═══ DATA FOR THIS TASK

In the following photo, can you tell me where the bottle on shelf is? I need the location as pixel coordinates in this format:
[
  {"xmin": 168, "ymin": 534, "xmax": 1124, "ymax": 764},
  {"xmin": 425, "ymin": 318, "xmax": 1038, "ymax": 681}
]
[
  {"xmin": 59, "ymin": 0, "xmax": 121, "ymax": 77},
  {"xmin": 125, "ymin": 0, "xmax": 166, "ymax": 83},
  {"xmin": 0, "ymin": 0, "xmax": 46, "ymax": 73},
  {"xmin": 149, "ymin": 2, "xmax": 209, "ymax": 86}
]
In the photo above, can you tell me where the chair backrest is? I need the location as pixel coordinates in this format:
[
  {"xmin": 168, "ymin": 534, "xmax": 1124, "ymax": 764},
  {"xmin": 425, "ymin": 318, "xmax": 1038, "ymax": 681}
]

══════

* **EXERCISE REQUIREMENTS**
Return all the lines above as a JSON array of strings, one string per line, with blank lines omitted.

* **RESULT**
[
  "In the following photo, can you tell me where the bottle on shelf is? I need the location as pixel coordinates in this format:",
  "[",
  "  {\"xmin\": 168, \"ymin\": 534, \"xmax\": 1124, \"ymax\": 764},",
  "  {\"xmin\": 425, \"ymin\": 318, \"xmax\": 1038, \"ymax\": 681}",
  "]",
  "[",
  "  {\"xmin\": 59, \"ymin\": 0, \"xmax\": 121, \"ymax\": 77},",
  "  {\"xmin\": 125, \"ymin\": 0, \"xmax\": 166, \"ymax\": 83},",
  "  {\"xmin\": 0, \"ymin\": 0, \"xmax\": 46, \"ymax\": 73},",
  "  {\"xmin\": 149, \"ymin\": 2, \"xmax\": 209, \"ymax\": 86}",
  "]",
  "In the photo above, can you tell me where the chair backrest is? I need the location as pixel coordinates in this format:",
  "[",
  "  {\"xmin\": 168, \"ymin\": 534, \"xmax\": 1124, \"ymax\": 764},",
  "  {\"xmin\": 425, \"ymin\": 318, \"xmax\": 1038, \"ymax\": 681}",
  "]"
]